▶ _Task instructions_
Copy the entries from the very start through the line holding "[206,67,234,89]", inclusive, replacing "pitch" with "field" and leaving everything else unchanged.

▶ _Listing_
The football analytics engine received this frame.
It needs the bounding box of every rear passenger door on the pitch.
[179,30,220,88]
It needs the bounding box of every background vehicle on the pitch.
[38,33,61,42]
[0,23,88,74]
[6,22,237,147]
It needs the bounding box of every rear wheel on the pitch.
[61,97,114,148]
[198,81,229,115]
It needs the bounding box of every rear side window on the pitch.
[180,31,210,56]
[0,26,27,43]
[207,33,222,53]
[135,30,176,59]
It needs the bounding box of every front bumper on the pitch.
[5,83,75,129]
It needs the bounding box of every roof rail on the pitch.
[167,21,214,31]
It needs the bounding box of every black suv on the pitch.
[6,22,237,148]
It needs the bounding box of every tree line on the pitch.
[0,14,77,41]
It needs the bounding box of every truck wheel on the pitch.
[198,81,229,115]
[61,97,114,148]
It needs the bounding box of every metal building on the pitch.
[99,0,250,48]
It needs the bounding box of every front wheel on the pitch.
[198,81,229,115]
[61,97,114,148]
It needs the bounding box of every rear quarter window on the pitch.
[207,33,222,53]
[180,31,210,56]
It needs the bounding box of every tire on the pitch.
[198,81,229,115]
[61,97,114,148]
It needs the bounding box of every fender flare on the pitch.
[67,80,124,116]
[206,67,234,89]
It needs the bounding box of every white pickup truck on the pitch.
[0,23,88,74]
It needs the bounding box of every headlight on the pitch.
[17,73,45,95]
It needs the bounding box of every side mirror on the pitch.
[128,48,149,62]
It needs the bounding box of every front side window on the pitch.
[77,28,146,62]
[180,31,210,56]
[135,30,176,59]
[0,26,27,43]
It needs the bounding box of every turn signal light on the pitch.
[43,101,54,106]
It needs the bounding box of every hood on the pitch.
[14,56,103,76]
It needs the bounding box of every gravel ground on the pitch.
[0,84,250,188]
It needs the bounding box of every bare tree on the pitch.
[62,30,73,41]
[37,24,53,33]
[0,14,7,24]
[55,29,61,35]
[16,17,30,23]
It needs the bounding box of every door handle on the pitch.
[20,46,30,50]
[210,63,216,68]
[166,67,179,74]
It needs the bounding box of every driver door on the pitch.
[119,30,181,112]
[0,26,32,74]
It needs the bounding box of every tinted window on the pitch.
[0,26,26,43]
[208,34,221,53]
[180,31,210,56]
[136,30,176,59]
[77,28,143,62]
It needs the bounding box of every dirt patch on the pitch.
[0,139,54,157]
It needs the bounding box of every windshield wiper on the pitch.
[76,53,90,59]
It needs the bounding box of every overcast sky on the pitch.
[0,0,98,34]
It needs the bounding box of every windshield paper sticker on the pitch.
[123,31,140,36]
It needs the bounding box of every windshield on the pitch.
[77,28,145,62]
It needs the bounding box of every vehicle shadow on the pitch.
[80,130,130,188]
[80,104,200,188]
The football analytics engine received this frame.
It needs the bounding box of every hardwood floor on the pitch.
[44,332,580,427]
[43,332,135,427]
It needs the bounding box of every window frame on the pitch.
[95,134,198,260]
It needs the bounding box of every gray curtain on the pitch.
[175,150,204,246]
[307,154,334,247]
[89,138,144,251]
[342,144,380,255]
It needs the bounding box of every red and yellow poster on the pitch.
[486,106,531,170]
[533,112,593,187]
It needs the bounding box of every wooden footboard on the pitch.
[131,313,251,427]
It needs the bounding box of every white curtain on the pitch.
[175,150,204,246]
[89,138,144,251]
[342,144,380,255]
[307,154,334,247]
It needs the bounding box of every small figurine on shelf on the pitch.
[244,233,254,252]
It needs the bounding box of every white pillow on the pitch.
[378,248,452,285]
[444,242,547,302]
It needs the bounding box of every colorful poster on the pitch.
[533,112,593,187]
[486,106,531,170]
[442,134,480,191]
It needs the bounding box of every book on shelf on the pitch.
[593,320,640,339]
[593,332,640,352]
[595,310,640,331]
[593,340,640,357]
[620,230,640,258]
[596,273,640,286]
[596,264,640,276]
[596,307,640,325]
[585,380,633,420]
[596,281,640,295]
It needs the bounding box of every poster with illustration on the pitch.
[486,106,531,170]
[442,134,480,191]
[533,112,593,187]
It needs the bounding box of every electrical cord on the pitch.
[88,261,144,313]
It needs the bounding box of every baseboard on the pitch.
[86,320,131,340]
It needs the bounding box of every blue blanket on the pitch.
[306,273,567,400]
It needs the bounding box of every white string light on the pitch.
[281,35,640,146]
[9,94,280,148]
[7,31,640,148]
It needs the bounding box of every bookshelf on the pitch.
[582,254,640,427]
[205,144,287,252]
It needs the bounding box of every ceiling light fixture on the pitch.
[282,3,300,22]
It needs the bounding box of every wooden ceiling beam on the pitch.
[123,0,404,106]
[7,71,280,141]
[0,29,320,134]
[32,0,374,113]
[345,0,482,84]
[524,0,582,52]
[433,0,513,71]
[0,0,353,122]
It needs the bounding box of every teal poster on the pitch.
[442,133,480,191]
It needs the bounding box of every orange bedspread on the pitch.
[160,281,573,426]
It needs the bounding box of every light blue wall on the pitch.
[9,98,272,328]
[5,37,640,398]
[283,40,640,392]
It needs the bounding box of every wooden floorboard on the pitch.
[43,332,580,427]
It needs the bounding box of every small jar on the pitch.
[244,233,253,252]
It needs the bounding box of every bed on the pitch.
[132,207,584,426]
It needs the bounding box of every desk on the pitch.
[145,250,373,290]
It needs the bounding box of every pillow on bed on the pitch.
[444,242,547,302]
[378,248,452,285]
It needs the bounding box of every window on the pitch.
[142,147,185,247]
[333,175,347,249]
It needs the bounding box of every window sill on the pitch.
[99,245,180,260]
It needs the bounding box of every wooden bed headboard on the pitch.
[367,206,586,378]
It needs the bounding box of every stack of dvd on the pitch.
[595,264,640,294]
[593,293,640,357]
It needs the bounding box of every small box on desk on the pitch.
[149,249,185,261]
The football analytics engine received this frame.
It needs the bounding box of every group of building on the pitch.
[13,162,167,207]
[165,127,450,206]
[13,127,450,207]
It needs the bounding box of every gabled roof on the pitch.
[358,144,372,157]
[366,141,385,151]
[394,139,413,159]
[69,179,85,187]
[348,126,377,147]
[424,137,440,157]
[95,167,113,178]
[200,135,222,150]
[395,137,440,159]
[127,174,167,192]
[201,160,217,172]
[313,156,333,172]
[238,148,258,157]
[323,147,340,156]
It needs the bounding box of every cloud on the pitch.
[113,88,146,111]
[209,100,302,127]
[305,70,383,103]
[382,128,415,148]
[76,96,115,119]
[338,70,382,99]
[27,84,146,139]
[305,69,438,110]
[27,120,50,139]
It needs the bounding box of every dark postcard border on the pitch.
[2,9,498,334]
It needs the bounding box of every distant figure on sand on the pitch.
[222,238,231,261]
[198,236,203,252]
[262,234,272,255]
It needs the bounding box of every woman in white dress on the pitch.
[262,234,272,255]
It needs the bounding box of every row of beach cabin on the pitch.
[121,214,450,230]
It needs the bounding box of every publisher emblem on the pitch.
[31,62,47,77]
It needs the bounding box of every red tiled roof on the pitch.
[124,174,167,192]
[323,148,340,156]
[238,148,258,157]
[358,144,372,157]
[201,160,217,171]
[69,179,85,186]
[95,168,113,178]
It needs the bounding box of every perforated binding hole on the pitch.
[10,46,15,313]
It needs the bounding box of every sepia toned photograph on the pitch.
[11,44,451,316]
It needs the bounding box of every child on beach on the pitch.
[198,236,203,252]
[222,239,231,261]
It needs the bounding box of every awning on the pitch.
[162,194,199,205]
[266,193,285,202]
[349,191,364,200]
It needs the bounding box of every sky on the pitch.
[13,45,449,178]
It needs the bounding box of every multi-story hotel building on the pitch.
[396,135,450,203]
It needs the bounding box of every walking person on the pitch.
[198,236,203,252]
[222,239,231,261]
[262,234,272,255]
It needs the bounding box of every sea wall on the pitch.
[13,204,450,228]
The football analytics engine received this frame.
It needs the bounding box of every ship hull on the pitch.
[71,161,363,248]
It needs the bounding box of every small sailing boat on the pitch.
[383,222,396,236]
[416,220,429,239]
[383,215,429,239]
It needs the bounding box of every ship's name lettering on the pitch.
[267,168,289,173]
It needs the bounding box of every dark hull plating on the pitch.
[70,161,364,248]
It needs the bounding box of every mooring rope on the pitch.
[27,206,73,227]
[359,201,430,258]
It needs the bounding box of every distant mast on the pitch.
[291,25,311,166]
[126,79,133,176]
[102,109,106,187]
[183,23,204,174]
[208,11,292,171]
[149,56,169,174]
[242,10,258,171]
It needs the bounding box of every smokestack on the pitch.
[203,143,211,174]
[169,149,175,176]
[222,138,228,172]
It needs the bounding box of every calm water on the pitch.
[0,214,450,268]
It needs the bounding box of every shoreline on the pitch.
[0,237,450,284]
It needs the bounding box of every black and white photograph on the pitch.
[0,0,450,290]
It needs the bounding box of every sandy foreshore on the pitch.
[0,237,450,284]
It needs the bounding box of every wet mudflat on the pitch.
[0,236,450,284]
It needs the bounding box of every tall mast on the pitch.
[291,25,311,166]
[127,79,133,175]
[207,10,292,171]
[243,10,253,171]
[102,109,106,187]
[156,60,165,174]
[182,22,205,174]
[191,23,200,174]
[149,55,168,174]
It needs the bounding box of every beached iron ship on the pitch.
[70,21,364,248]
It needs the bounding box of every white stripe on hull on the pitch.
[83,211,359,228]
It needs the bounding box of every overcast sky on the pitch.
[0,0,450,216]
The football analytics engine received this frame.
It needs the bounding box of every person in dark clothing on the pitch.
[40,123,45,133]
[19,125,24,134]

▶ _Response below_
The football analytics engine received this frame.
It needs the bounding box of every rear passenger door on the field.
[179,30,220,88]
It needs the bounding box of every background vehicle on the field.
[38,33,61,42]
[0,23,88,74]
[6,22,237,147]
It needs the bounding box of every rear wheel on the field.
[61,97,114,148]
[198,81,229,115]
It needs the bounding box of every rear side window on the field.
[180,31,210,56]
[0,26,27,43]
[207,33,222,53]
[135,30,176,59]
It needs the bounding box of every front bumper on the field.
[5,83,75,129]
It needs the bounding box of every roof rail on the field.
[167,21,214,31]
It needs the bounding box of every black suv on the field.
[6,22,237,148]
It needs the bounding box of every tree line on the field.
[0,14,77,41]
It needs the bounding box of every truck wheel on the field.
[198,81,229,115]
[61,97,114,148]
It needs the bounding box of every metal building on the field.
[99,0,250,48]
It needs the bounding box of every front wheel on the field.
[198,81,229,115]
[61,97,114,148]
It needs the bounding box of every rear quarter window on the field.
[207,33,222,53]
[180,31,210,56]
It needs the bounding box of every tire on the field.
[198,81,229,115]
[61,97,114,148]
It needs the bounding box of every fender flare on the field.
[67,80,124,116]
[206,67,234,89]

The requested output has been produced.